[start]

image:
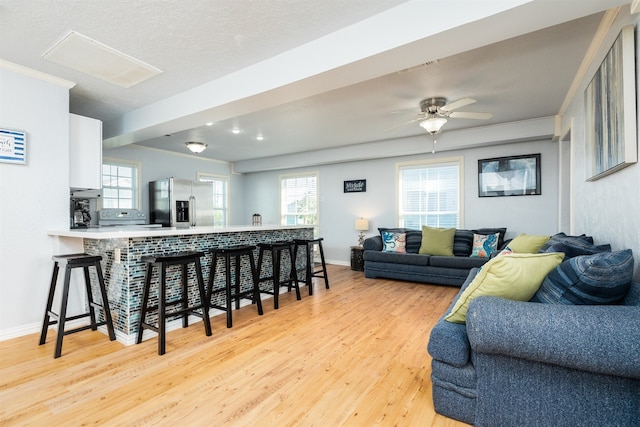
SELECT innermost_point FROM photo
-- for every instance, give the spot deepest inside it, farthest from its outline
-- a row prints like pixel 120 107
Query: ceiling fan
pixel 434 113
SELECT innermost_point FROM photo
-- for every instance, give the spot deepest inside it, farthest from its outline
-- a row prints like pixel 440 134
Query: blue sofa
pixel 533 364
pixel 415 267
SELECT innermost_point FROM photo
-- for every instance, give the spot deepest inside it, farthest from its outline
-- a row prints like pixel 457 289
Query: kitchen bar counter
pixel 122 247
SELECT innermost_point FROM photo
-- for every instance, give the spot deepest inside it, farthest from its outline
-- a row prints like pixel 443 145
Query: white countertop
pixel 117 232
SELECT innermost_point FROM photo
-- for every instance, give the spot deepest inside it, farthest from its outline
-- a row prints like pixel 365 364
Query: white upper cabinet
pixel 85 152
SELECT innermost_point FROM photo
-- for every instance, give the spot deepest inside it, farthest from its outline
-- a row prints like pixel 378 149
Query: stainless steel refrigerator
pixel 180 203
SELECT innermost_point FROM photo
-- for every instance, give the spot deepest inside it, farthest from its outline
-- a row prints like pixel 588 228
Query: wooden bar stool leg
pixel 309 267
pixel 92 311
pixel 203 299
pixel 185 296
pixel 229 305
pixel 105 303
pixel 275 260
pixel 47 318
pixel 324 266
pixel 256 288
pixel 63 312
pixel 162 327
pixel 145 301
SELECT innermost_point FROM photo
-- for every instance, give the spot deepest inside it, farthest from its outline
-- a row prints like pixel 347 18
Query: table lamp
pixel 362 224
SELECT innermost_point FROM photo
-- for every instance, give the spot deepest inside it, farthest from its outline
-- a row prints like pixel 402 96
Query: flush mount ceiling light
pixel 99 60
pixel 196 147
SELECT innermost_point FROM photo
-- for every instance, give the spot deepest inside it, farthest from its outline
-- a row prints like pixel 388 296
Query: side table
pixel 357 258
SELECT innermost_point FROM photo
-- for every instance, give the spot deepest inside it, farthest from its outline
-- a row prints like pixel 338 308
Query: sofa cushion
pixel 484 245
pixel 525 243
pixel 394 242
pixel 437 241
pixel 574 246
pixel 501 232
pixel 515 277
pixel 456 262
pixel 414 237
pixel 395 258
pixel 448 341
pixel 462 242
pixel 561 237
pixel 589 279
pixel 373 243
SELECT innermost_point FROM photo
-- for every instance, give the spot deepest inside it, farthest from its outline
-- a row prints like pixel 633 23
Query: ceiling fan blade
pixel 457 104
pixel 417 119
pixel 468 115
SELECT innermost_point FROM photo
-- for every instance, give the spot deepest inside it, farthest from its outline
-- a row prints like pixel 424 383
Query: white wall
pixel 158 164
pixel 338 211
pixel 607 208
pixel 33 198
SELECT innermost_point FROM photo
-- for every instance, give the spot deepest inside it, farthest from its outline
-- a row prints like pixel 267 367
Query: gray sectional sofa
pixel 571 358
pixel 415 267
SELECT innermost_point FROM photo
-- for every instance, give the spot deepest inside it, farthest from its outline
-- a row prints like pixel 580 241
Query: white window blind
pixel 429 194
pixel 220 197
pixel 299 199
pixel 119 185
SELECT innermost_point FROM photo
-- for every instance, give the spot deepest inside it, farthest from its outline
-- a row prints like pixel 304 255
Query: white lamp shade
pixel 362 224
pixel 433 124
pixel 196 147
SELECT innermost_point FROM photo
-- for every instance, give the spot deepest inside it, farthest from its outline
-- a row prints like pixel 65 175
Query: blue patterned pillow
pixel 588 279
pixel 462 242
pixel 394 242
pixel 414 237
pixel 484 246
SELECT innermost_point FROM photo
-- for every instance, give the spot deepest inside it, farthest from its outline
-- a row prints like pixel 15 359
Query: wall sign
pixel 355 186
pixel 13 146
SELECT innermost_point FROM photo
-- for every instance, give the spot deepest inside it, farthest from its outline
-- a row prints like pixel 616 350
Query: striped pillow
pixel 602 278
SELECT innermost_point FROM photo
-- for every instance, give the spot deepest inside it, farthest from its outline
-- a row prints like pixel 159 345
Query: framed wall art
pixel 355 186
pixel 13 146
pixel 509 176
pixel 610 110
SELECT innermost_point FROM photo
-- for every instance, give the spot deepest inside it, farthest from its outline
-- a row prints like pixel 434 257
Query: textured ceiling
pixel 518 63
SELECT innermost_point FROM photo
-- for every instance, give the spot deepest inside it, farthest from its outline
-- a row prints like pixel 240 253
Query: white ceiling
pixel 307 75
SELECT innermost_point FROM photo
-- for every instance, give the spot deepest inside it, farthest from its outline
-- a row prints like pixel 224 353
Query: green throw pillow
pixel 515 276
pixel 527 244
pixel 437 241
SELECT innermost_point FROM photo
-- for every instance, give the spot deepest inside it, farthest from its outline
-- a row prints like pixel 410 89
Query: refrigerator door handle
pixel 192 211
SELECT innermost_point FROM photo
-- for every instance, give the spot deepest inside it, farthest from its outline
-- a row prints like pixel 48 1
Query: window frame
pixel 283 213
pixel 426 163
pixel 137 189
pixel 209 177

[end]
[start]

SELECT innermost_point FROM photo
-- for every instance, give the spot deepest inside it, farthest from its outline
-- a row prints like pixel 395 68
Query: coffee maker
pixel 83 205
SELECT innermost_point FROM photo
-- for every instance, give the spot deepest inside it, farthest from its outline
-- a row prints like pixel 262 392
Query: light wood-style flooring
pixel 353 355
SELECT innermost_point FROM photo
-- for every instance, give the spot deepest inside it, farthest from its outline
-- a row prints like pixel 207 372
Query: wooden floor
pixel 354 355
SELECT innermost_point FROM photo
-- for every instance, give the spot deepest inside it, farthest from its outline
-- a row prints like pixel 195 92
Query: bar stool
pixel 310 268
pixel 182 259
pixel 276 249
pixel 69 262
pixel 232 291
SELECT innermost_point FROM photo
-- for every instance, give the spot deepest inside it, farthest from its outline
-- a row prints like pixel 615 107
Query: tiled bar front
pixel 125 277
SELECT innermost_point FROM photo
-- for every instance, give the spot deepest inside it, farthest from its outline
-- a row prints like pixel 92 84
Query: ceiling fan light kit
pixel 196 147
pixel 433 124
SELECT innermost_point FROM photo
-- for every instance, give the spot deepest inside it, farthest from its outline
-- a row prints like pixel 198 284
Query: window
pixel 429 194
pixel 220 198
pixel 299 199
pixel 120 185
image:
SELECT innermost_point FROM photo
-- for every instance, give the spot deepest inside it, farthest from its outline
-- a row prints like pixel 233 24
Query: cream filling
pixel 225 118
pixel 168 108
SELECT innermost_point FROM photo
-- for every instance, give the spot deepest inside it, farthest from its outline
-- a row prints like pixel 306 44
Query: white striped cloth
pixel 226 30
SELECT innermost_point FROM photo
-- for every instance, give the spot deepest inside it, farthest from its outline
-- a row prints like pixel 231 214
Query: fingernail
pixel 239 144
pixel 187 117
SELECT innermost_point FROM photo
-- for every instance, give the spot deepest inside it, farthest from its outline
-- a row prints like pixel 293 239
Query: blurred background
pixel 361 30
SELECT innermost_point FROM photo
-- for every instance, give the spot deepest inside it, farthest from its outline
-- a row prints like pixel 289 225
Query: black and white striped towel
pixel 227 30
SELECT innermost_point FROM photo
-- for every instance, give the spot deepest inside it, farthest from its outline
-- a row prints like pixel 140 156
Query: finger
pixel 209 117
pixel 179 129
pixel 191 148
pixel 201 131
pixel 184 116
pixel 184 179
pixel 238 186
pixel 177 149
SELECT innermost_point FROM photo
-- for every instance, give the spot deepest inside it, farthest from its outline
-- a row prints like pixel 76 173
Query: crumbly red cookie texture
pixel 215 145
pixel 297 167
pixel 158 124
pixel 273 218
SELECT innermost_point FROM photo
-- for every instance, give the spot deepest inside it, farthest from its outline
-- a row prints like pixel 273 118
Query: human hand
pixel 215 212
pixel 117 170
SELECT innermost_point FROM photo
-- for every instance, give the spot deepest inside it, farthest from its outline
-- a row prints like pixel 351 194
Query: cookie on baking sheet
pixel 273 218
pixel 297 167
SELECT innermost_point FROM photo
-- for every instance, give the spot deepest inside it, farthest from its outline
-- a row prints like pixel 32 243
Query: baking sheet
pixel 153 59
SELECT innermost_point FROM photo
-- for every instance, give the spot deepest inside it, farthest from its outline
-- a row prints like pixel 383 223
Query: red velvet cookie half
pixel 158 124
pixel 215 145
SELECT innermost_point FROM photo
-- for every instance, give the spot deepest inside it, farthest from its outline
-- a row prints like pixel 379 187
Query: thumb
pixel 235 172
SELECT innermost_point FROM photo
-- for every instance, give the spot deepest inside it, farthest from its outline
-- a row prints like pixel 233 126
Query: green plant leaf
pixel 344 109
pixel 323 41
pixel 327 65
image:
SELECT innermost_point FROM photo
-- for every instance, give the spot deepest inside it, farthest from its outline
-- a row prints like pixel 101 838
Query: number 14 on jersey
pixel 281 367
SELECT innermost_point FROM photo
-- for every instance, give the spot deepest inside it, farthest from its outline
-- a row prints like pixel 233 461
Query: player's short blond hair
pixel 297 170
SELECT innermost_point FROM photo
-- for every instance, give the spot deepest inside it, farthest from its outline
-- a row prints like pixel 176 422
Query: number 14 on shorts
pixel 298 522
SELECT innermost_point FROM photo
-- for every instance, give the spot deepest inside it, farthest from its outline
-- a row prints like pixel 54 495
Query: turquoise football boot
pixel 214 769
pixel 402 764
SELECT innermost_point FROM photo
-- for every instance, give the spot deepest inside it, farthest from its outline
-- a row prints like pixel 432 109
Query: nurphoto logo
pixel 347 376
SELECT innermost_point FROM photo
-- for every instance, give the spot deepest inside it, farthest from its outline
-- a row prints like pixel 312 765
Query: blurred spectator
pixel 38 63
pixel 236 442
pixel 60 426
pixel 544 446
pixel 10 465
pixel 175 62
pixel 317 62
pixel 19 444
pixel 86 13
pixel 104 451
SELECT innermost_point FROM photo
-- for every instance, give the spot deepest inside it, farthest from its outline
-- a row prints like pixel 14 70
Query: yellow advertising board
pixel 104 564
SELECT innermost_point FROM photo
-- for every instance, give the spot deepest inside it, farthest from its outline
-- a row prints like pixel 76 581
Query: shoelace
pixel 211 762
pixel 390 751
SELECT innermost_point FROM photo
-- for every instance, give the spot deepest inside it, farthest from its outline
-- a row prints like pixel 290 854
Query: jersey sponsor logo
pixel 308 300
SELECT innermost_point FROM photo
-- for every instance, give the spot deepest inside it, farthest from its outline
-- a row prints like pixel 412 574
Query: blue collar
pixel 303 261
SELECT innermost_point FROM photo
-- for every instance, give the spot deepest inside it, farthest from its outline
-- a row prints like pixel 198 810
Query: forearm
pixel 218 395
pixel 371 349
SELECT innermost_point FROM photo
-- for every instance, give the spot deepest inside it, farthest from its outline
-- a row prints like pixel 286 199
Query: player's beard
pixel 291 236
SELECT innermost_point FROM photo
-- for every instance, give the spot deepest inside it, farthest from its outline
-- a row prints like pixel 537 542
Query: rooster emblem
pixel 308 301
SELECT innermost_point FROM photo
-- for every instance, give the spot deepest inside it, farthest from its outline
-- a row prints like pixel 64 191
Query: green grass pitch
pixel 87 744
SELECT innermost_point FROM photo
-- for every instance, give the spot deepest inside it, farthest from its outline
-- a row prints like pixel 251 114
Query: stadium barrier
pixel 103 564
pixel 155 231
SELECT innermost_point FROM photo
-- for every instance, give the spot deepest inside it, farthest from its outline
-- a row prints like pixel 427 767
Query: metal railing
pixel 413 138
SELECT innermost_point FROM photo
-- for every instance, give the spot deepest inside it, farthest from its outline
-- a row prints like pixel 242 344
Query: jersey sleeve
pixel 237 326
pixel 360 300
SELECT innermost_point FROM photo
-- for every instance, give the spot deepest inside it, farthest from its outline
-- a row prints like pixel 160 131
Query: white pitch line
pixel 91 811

[end]

_Short exercise_.
Locate each line in the records that contains the word "number" and copy those lines. Matching is case-sensitive.

_Exercise answer_.
Query: number 14 on jersey
Query: number 14 on shorts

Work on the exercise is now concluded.